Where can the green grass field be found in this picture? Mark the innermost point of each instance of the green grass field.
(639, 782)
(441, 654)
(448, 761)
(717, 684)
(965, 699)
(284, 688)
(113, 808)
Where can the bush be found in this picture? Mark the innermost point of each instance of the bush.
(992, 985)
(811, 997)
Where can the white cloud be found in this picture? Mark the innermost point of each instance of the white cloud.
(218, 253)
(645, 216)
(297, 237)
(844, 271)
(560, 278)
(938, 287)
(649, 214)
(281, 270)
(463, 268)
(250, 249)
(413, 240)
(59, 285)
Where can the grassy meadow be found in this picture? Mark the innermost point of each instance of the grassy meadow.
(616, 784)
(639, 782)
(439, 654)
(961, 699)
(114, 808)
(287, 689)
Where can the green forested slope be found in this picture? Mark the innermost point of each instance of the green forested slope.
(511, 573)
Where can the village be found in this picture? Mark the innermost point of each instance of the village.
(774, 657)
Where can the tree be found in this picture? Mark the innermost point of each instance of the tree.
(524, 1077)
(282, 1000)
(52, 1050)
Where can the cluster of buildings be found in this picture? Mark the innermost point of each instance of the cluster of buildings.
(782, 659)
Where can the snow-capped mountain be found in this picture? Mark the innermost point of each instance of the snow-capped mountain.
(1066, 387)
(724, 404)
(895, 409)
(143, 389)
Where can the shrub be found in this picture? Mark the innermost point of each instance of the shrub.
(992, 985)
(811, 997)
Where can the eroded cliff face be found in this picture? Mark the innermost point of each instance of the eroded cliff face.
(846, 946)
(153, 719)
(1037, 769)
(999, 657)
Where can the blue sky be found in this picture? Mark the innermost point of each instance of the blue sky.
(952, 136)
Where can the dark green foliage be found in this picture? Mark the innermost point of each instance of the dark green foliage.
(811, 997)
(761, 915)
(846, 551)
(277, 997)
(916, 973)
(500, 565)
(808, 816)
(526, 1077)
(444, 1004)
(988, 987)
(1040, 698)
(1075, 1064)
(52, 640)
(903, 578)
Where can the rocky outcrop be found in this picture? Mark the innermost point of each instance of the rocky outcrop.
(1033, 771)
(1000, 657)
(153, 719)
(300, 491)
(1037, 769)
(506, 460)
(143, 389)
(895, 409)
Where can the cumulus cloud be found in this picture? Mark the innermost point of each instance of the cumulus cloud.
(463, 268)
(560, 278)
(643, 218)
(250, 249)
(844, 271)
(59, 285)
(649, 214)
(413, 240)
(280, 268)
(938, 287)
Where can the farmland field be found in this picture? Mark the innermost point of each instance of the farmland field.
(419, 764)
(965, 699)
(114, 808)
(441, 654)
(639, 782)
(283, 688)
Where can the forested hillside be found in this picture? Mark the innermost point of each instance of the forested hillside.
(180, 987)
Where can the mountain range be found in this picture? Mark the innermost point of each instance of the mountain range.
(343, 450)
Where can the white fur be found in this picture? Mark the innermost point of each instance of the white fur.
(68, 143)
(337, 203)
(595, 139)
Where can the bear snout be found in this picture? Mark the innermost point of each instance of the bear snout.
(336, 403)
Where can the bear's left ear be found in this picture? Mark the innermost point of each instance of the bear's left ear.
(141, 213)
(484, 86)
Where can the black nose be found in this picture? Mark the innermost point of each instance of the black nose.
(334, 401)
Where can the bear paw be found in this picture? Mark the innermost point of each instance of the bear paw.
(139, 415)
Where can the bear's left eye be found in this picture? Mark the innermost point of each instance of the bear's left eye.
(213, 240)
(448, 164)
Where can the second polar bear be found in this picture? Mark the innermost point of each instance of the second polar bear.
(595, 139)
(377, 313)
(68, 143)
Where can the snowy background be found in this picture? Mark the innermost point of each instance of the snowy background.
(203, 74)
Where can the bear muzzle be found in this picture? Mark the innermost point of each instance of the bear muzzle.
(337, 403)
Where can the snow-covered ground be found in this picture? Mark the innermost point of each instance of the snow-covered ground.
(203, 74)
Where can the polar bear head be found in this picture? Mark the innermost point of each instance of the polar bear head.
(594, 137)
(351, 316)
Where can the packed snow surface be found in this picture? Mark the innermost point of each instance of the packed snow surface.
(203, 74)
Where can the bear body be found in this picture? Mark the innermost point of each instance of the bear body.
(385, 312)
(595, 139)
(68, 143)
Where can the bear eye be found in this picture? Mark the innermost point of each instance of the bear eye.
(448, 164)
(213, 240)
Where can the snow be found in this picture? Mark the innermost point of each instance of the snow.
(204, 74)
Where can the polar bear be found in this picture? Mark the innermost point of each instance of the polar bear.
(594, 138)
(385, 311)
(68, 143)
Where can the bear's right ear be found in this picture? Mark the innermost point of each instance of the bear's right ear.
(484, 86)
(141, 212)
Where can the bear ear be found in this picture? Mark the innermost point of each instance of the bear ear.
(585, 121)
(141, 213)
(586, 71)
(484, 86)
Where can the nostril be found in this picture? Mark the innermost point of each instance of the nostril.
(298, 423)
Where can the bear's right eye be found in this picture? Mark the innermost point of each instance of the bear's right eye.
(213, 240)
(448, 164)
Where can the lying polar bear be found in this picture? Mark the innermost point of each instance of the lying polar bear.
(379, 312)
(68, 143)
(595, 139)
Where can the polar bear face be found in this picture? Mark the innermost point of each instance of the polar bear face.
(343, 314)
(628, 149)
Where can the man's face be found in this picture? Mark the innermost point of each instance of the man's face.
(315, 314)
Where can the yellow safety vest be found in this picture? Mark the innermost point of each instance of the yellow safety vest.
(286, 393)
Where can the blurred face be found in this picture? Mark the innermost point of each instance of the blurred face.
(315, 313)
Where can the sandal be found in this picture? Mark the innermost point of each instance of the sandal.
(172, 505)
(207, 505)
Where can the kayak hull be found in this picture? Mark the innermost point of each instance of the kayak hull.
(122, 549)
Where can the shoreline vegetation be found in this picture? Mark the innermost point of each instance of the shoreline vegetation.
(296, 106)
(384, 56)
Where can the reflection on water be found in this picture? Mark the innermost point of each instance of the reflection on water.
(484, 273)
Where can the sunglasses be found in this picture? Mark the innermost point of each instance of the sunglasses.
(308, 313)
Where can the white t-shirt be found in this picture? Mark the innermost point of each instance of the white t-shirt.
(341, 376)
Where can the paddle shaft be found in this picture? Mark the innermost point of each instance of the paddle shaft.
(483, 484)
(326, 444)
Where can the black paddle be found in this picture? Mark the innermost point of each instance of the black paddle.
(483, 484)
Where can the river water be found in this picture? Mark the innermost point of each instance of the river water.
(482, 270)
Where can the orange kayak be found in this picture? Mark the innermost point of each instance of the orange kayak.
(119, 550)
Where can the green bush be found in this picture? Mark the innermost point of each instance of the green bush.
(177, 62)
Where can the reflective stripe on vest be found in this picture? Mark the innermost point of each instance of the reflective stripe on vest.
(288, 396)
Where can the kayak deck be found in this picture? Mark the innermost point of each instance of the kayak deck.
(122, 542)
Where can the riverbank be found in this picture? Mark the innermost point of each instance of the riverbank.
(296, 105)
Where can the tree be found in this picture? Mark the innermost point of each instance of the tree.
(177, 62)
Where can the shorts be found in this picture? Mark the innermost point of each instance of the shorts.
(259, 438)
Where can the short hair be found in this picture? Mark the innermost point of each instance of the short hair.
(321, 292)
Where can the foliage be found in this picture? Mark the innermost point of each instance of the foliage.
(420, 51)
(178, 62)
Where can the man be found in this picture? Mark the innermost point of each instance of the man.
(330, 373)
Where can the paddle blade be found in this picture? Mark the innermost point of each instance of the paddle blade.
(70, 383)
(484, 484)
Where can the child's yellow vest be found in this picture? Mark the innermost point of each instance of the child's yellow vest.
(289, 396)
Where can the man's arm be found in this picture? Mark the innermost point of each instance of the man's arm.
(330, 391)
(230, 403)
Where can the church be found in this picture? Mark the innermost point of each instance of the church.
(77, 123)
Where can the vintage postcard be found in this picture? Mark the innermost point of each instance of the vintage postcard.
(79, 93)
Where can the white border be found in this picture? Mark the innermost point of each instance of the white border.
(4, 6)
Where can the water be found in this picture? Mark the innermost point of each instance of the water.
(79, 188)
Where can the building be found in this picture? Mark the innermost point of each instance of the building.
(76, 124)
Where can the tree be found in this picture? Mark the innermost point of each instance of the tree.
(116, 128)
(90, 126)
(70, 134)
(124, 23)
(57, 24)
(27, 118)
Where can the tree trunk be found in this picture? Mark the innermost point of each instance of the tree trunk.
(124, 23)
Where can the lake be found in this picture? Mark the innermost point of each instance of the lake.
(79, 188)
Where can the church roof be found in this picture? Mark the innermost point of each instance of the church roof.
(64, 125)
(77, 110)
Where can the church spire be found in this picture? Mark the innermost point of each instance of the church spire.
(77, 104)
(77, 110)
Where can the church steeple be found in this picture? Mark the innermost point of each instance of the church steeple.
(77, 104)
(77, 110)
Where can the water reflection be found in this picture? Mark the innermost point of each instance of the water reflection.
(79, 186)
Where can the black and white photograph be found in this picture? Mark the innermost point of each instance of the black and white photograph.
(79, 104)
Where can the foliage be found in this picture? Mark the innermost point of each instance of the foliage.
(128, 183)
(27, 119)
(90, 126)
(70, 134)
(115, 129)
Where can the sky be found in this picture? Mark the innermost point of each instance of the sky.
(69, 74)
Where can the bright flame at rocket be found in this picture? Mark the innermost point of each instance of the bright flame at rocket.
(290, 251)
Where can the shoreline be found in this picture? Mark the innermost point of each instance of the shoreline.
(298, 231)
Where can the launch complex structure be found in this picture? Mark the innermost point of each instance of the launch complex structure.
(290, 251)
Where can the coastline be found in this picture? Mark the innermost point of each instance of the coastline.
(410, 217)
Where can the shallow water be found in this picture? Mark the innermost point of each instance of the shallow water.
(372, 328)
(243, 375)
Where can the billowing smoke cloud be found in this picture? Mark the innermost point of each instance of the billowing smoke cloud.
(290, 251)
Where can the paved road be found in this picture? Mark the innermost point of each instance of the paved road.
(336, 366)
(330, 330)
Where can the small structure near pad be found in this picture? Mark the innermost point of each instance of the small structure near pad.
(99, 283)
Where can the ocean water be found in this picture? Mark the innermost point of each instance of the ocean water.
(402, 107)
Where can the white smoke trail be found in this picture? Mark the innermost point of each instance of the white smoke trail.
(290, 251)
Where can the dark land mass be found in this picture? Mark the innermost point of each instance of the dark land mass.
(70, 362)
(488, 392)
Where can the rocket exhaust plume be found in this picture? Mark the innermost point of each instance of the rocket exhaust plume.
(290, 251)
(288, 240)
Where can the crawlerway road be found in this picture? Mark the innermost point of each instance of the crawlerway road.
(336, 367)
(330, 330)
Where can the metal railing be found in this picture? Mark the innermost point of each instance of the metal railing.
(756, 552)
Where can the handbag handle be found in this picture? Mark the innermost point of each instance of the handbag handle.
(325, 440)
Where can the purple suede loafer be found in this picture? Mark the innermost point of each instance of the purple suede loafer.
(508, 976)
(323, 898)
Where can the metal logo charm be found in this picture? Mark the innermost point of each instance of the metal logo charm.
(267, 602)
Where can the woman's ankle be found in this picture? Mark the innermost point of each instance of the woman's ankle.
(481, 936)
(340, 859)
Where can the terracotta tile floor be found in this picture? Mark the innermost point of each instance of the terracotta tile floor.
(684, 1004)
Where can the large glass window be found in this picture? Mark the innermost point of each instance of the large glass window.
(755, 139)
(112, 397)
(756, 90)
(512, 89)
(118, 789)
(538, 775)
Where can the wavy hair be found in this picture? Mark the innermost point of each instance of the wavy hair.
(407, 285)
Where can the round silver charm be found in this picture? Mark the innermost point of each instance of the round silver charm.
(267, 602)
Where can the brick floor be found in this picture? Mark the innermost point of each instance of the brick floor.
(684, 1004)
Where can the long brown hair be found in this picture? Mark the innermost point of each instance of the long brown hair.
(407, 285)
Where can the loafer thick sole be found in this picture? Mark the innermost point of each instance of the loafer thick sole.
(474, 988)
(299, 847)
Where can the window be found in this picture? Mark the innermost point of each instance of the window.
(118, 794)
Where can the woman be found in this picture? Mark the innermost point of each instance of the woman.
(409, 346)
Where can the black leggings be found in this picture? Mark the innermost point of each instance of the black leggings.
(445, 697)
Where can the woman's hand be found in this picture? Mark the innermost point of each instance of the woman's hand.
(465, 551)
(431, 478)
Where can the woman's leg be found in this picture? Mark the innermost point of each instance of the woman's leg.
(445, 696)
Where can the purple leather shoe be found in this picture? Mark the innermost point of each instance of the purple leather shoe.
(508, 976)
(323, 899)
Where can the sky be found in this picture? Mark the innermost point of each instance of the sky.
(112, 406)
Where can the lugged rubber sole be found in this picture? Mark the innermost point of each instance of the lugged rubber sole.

---+---

WHAT IS REQUIRED =>
Quote only the lines from the line containing "Where can the window" through the end of the listing, please, keeping both the first and the last line.

ANSWER BELOW =>
Where can the window be found in this picture? Mark the innermost point of each instance of the window.
(118, 794)
Where can the woman be found in this picture? Mark the innermost point of each instance of the woman.
(409, 346)
Where can the black leggings be found in this picture? Mark the innermost point of each instance of the black leggings.
(445, 697)
Where can the woman's hand be found in this picture? Mark the innermost point of each instance of the woman's hand.
(465, 551)
(431, 478)
Where can the woman's leg be found in this picture? Mark the innermost point of each instance of the woman's leg.
(445, 696)
Where can the purple leather shoe be found in this picture? Mark the innermost point of each instance of the purple leather shoe.
(508, 976)
(323, 899)
Where can the sky be found in this picture? Mark the innermost point of each instance of the sky.
(112, 406)
Where can the lugged rubber sole be found in this picture? Mark the innermost point of each instance of the lugged rubber sole.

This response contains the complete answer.